[Dataset excerpt]
------

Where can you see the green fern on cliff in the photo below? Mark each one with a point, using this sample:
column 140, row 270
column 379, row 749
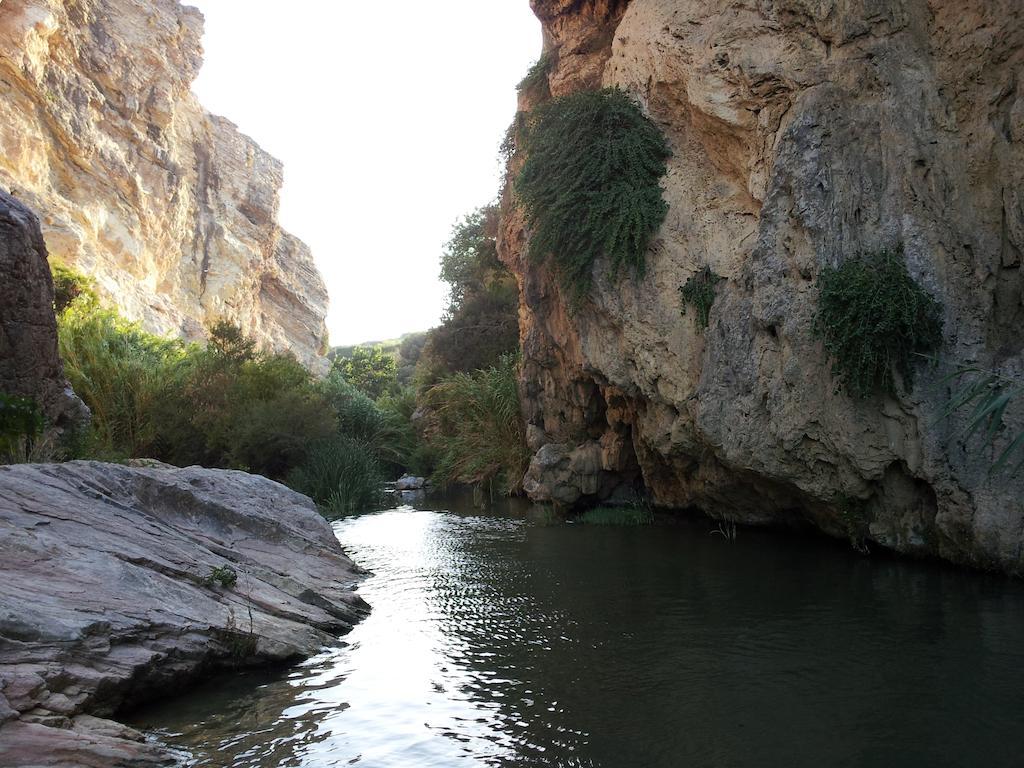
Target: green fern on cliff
column 699, row 292
column 590, row 186
column 876, row 322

------

Copy out every item above line for line, with identical wording and punctuation. Omit the pictures from your copy.

Where can you see the green fern on cliff in the photo below? Mark each one with a point, using this sample:
column 140, row 270
column 379, row 749
Target: green fern on cliff
column 699, row 292
column 590, row 186
column 876, row 322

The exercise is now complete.